═══ Raw data

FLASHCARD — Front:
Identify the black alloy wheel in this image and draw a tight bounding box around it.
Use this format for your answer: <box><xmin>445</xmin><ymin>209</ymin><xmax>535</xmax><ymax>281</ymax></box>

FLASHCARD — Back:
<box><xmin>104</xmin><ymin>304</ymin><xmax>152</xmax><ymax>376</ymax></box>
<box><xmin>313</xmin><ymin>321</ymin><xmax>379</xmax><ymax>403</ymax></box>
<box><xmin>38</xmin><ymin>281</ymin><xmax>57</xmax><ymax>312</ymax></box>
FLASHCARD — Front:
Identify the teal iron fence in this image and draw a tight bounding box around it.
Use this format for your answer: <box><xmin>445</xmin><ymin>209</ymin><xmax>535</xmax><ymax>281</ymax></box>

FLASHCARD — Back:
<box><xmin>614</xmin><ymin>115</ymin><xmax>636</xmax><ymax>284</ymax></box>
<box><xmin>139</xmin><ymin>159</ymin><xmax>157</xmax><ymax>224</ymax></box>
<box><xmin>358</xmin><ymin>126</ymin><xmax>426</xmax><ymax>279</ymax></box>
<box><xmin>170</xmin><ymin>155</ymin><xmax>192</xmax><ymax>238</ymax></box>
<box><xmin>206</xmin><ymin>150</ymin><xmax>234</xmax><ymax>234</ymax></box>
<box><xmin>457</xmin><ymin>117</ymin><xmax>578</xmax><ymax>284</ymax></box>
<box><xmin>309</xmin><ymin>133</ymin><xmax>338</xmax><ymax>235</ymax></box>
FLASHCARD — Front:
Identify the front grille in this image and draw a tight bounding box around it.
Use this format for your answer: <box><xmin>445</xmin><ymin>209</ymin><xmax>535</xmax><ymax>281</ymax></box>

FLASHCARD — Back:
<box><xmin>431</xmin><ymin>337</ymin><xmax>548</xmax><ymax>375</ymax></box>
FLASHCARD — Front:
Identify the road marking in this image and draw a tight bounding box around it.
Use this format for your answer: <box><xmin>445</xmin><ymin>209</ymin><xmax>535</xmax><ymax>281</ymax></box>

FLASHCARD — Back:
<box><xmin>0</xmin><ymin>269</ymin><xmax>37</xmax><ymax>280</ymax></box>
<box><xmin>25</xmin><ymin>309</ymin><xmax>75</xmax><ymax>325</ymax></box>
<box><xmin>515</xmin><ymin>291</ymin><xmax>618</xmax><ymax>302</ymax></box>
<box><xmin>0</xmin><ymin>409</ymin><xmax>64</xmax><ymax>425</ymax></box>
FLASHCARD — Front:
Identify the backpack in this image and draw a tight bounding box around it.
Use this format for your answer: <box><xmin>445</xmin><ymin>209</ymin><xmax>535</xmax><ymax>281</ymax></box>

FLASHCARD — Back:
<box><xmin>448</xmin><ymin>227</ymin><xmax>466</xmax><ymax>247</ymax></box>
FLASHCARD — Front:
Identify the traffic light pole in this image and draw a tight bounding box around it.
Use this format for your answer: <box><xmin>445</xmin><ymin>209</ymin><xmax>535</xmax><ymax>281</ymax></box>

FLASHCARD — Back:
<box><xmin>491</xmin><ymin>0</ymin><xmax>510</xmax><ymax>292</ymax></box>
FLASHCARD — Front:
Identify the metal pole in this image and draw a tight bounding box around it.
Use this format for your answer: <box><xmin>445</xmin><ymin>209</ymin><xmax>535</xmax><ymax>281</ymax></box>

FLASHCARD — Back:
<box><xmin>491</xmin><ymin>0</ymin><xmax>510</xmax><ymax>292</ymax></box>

══════

» **Problem requirements**:
Retype all of the material above with every character intact.

» **Exercise output**:
FLASHCARD — Front:
Identify the black alloy wheel in this image and draw a tight bounding box around it.
Use this format for your answer: <box><xmin>445</xmin><ymin>209</ymin><xmax>535</xmax><ymax>281</ymax></box>

FLASHCARD — Back:
<box><xmin>104</xmin><ymin>304</ymin><xmax>152</xmax><ymax>376</ymax></box>
<box><xmin>313</xmin><ymin>321</ymin><xmax>379</xmax><ymax>403</ymax></box>
<box><xmin>38</xmin><ymin>281</ymin><xmax>57</xmax><ymax>312</ymax></box>
FLASHCARD — Front:
Identify the teal iron fence in this image and draw a tight bounding box around it.
Use this format for your answer: <box><xmin>445</xmin><ymin>209</ymin><xmax>535</xmax><ymax>281</ymax></box>

FLASHCARD — Back:
<box><xmin>614</xmin><ymin>115</ymin><xmax>636</xmax><ymax>284</ymax></box>
<box><xmin>139</xmin><ymin>159</ymin><xmax>157</xmax><ymax>224</ymax></box>
<box><xmin>358</xmin><ymin>126</ymin><xmax>426</xmax><ymax>279</ymax></box>
<box><xmin>170</xmin><ymin>155</ymin><xmax>192</xmax><ymax>238</ymax></box>
<box><xmin>206</xmin><ymin>150</ymin><xmax>234</xmax><ymax>234</ymax></box>
<box><xmin>457</xmin><ymin>117</ymin><xmax>578</xmax><ymax>284</ymax></box>
<box><xmin>309</xmin><ymin>133</ymin><xmax>338</xmax><ymax>235</ymax></box>
FLASHCARD — Front:
Identify the front grille in this image and draw a tight bounding box around it.
Use this format for your answer: <box><xmin>445</xmin><ymin>209</ymin><xmax>535</xmax><ymax>281</ymax></box>

FLASHCARD — Back:
<box><xmin>431</xmin><ymin>337</ymin><xmax>548</xmax><ymax>375</ymax></box>
FLASHCARD — Front:
Identify the road marking in this image and draw a tight bounding box around it.
Use this format for your answer: <box><xmin>445</xmin><ymin>209</ymin><xmax>535</xmax><ymax>281</ymax></box>

FLASHCARD — Back:
<box><xmin>0</xmin><ymin>269</ymin><xmax>37</xmax><ymax>280</ymax></box>
<box><xmin>25</xmin><ymin>309</ymin><xmax>75</xmax><ymax>325</ymax></box>
<box><xmin>515</xmin><ymin>291</ymin><xmax>618</xmax><ymax>302</ymax></box>
<box><xmin>0</xmin><ymin>409</ymin><xmax>64</xmax><ymax>425</ymax></box>
FLASHCARD — Front:
Identify the backpack in this image and draw a tight bounding box around it.
Use this format for your answer: <box><xmin>445</xmin><ymin>209</ymin><xmax>535</xmax><ymax>281</ymax></box>

FLASHCARD — Back:
<box><xmin>448</xmin><ymin>227</ymin><xmax>466</xmax><ymax>247</ymax></box>
FLASHCARD — Front:
Identify the traffic light pole in this image and draw a tight bounding box around it.
Use this format for your answer: <box><xmin>445</xmin><ymin>209</ymin><xmax>535</xmax><ymax>281</ymax></box>

FLASHCARD — Back:
<box><xmin>491</xmin><ymin>0</ymin><xmax>510</xmax><ymax>292</ymax></box>
FLASHCARD — Front:
Identify the metal pole in this image and draw a tight bounding box around it.
Use this format for your answer: <box><xmin>445</xmin><ymin>209</ymin><xmax>535</xmax><ymax>281</ymax></box>

FLASHCARD — Back:
<box><xmin>491</xmin><ymin>0</ymin><xmax>510</xmax><ymax>292</ymax></box>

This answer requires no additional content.